**WHAT TO DO:** Go over the lines below, and when one contains the word "blurred", copy it.
TASK DATA Block Start
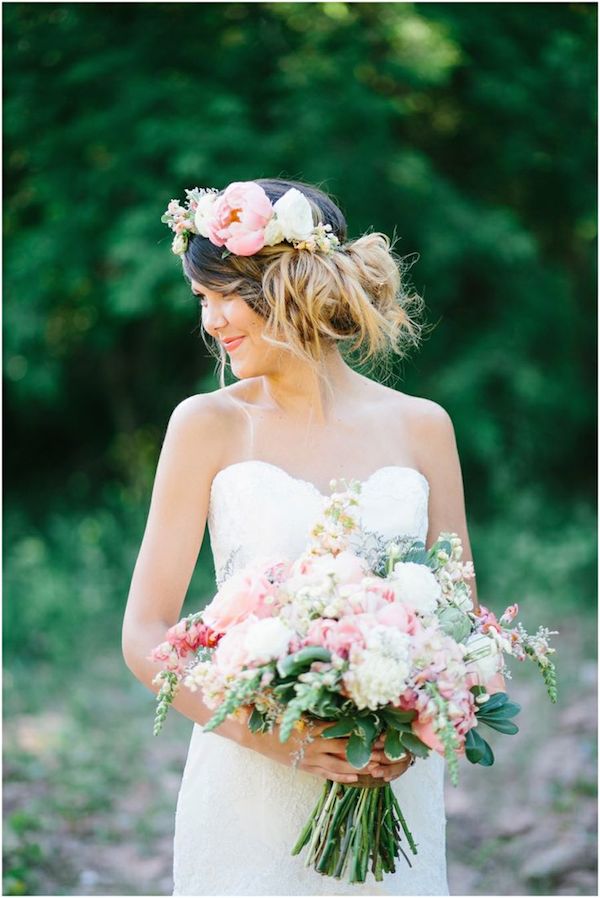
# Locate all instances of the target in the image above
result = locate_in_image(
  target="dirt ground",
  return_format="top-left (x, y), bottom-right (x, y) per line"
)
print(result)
top-left (4, 619), bottom-right (597, 897)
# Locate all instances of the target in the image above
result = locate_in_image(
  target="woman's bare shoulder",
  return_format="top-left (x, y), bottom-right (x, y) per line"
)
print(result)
top-left (168, 388), bottom-right (233, 426)
top-left (168, 384), bottom-right (255, 456)
top-left (373, 382), bottom-right (452, 426)
top-left (399, 393), bottom-right (452, 426)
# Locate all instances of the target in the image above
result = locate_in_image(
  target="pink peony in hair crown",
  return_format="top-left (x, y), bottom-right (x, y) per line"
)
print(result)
top-left (161, 180), bottom-right (341, 257)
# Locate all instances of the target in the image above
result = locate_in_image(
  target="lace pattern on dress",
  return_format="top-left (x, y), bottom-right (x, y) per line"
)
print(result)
top-left (215, 543), bottom-right (244, 589)
top-left (174, 463), bottom-right (448, 896)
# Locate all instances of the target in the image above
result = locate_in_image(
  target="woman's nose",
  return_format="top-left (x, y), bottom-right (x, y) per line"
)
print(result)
top-left (203, 306), bottom-right (229, 334)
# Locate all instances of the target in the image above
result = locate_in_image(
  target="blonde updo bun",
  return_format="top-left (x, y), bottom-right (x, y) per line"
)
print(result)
top-left (182, 178), bottom-right (425, 386)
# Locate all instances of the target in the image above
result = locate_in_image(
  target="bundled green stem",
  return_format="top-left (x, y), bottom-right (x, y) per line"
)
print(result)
top-left (292, 780), bottom-right (417, 883)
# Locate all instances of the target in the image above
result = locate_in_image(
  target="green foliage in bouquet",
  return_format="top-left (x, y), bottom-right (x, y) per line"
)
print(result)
top-left (150, 483), bottom-right (558, 884)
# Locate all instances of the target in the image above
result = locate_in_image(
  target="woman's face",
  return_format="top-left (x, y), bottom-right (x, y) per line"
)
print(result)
top-left (192, 279), bottom-right (277, 378)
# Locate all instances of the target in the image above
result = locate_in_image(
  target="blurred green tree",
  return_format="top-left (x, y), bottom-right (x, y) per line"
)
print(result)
top-left (3, 3), bottom-right (596, 666)
top-left (4, 2), bottom-right (595, 508)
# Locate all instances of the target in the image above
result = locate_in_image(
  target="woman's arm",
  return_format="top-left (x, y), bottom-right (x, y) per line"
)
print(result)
top-left (411, 399), bottom-right (480, 611)
top-left (121, 393), bottom-right (245, 742)
top-left (121, 395), bottom-right (370, 780)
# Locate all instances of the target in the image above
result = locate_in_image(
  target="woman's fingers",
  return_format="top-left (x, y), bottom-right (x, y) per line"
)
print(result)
top-left (313, 735), bottom-right (351, 757)
top-left (370, 754), bottom-right (414, 781)
top-left (316, 752), bottom-right (366, 776)
top-left (304, 764), bottom-right (359, 784)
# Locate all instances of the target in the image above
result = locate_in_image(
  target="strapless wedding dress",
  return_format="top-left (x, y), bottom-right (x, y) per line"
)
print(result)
top-left (172, 460), bottom-right (449, 896)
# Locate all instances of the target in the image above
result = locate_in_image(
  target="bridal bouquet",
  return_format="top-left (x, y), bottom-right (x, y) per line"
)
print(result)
top-left (150, 480), bottom-right (558, 884)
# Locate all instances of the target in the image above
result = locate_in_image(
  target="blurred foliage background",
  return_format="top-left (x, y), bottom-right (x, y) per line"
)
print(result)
top-left (4, 2), bottom-right (597, 895)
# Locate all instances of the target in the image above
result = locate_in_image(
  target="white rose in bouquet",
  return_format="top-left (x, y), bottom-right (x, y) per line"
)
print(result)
top-left (244, 617), bottom-right (294, 665)
top-left (343, 626), bottom-right (411, 710)
top-left (389, 562), bottom-right (442, 615)
top-left (464, 632), bottom-right (503, 680)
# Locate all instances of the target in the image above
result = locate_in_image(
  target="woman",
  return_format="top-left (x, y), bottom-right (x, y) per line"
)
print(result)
top-left (122, 178), bottom-right (479, 895)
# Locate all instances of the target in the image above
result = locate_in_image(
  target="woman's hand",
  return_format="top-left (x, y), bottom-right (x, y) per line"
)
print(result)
top-left (364, 734), bottom-right (415, 782)
top-left (236, 713), bottom-right (363, 783)
top-left (235, 712), bottom-right (414, 784)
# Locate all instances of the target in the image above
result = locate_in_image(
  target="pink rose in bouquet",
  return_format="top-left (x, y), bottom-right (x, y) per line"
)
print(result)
top-left (150, 479), bottom-right (558, 886)
top-left (203, 559), bottom-right (284, 634)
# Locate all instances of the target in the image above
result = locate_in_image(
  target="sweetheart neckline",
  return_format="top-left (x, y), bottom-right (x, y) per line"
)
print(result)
top-left (210, 459), bottom-right (430, 500)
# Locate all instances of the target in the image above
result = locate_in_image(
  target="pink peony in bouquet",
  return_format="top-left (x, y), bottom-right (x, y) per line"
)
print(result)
top-left (150, 480), bottom-right (558, 884)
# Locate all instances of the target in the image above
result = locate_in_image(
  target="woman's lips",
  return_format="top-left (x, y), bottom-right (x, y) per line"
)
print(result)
top-left (223, 337), bottom-right (245, 352)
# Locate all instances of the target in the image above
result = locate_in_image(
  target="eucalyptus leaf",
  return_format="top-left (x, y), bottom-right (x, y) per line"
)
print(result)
top-left (401, 548), bottom-right (430, 565)
top-left (437, 605), bottom-right (472, 642)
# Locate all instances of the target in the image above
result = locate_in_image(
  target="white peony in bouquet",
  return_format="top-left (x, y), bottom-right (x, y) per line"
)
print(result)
top-left (150, 480), bottom-right (558, 884)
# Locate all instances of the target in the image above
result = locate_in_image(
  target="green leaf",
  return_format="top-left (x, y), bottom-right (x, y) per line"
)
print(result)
top-left (384, 727), bottom-right (406, 760)
top-left (346, 732), bottom-right (371, 769)
top-left (400, 732), bottom-right (430, 759)
top-left (465, 728), bottom-right (495, 766)
top-left (478, 717), bottom-right (519, 735)
top-left (321, 718), bottom-right (356, 738)
top-left (248, 707), bottom-right (268, 734)
top-left (465, 728), bottom-right (485, 763)
top-left (312, 694), bottom-right (342, 717)
top-left (478, 739), bottom-right (495, 766)
top-left (491, 700), bottom-right (521, 718)
top-left (355, 715), bottom-right (378, 746)
top-left (276, 647), bottom-right (331, 678)
top-left (437, 605), bottom-right (472, 642)
top-left (383, 719), bottom-right (412, 733)
top-left (402, 547), bottom-right (430, 565)
top-left (272, 683), bottom-right (296, 702)
top-left (380, 708), bottom-right (416, 728)
top-left (477, 692), bottom-right (509, 713)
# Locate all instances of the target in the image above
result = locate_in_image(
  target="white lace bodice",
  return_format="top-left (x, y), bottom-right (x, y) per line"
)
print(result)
top-left (173, 461), bottom-right (449, 896)
top-left (208, 460), bottom-right (431, 587)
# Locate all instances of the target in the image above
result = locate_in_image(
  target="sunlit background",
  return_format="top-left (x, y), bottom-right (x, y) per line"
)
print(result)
top-left (4, 2), bottom-right (597, 895)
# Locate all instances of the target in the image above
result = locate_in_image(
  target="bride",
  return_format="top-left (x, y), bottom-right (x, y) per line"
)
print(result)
top-left (122, 178), bottom-right (479, 896)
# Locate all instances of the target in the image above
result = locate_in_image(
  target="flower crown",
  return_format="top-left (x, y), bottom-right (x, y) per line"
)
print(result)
top-left (161, 180), bottom-right (341, 258)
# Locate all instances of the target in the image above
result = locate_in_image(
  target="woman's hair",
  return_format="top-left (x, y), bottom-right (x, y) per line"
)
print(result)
top-left (181, 177), bottom-right (425, 389)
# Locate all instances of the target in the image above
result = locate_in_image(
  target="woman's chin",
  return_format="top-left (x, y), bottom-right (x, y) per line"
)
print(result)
top-left (229, 360), bottom-right (255, 379)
TASK DATA Block End
**ANSWER SPACE:**
  target="blurred green tree",
  target="blurred foliage background",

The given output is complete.